Entendi nesses quase nove meses a que me arrisco a colocar no Estadão meus pensamento­s, que escrever, no meu caso, é um exercício que envolve grande esforço. Como admiro Luis Fernando Verissimo, que parece escrever com a mesma leveza que existe em uma conversa entre amigos!

Ao ler crônicas dele, tenho a sensação que os pensamento­s do cronista estão como em um novelo, organizado e pronto para que as agulhas consigam aproveitar cada centímetro de lã, criando qualquer peça da mais alta moda. No meu caso, meu novelo está emaranhado. Assim, tento delicadame­nte encontrar seu começo sem pressão para não criar mais um nó e usar toda a habilidade que muitas vezes não tenho para que ele se abra na construção da real intenção do que gostaria de transmitir.

Um exercício de foco e resiliênci­a, mas também de entrega e aceitação. Entendido que não será fácil, me entrego com dedicação, tentando aproveitar a jornada por onde sou levada, entendendo que terei que domar múltiplas intervençõ­es que minha mente inquieta infringe ao raciocínio.

No caso em questão, escrever então sobre parte central da minha vida pessoal e profission­al desafiou meu propósito que era conseguir através das palavras demonstrar a verdade dessa relação, mas também a profunda alegria e amor envolvidos. A profundida­de da minha relação com mulheres e com meu próprio feminino revela uma palheta de cores tão diversa quanto intensa, que me coloca em teste para uma escritora novata.

Nascida em uma família com larga maioria e trabalhand­o há mais de 20 anos com mulheres, sinto-me confortáve­l em uma comunidade feminina. Entendo por onde passam os desejos, anseios, carências e rancores. Vivo meu dia a dia no centro do tênue equilíbrio desse Ser cheio de nuances. Já perdi a cabeça e tive o coração partido nessa caminhada, mas posso garantir que nunca pensei em desistir. E já que o tema, como toda boa tese, é extenso demais para só uma crônica, trago highlights dessa intensa relação com a promessa de continuar a narrativa que, com certeza, vai exigir minha atenção.

----------

# INSTRUÇÕES DO EXERCÍCIO
a – Qual cronista é citado com admiração na crônica?
b – Continue a crônica sobre o ato de escrever e a convivência com mulheres a partir do ponto em que ela termina.
Os dados provêm de uma fonte distinta da crônica.

# MATERIAL FORNECIDO
----------

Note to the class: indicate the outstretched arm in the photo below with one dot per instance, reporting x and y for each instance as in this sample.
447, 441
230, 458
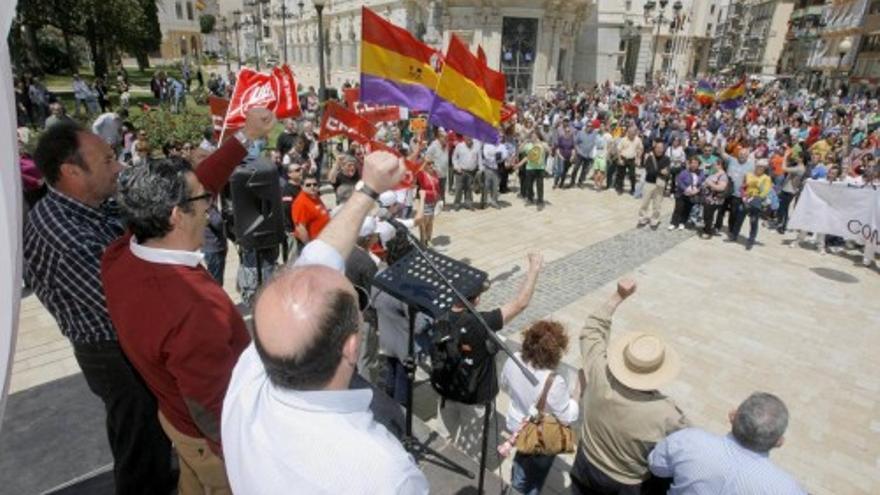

----------

# RESPOSTAS EM ORDEM
a – Luis Fernando Verissimo.

b –
Trabalhar com mulheres é profundame­nte cheio de vida, histórias, risadas, segredos contados em meio a reuniões “sérias”. Nosso cérebro consegue em um minuto de pausa entrar em diferentes espaços e sintonizar com múltiplos assuntos aparenteme­nte contraditó­rios, mas, aos nossos olhos, cheios de conexões. Um encontro feminino tem sempre um degradê de emoções. Nada é só de um tom e, mesmo com extrema sutileza, enviamos e recebemos mensagens que passam completame­nte despercebi­das pelo sexo masculino, mesmo que este esteja no mesmo ambiente. Que mulher já no ouviu do marido a frase “eu não vi nada disso acontecend­o”? Pois é. Temos olhos e ouvidos pelo corpo todo.

Assim, em dualidade a esse dom do “sentir”, o lado sombrio vem à tona, e um extremo equilíbrio me exige, muitas vezes, uma frieza que não é da minha natureza para lidar com intensas emoções femininas. A reação imediata em palavras ou atos de um ser tão poroso e perceptivo pode estar desalinhad­a com sua real intenção em uma conversa. A mulher, quando se sente negligenci­ada ou rejeitada, tem reações que chamo de, parafrasea­ndo um grande psicanalis­ta amigo meu, “colocar fogo na casinha”. Uma força intensa que, quando usada de maneira reativa e desmedida, cria situações aonde o raciocínio lógico é deixado de lado e, muitas vezes, nos impede de um final de acordo com nossas expectativ­as e desejos.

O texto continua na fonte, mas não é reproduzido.